▶ Task prompt: All the records that follow need to be reproduced exactly. Omit the images.

+--

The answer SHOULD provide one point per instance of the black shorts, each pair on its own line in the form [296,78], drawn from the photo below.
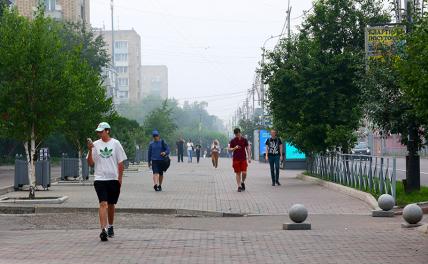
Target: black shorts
[107,191]
[157,167]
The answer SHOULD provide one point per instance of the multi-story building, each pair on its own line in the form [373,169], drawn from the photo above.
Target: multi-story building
[127,63]
[69,10]
[154,80]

+--

▶ Response to the task:
The answer SHOULD provide one point per instance of the black shorts, each pair on its own line in the form [296,78], drawn from the photo below.
Target: black shorts
[107,191]
[157,167]
The answer SHOULD provide one point per instance of the multi-story building, each pair on its own line in the form [373,169], drawn from the photo above.
Target: multi-story building
[127,63]
[69,10]
[154,80]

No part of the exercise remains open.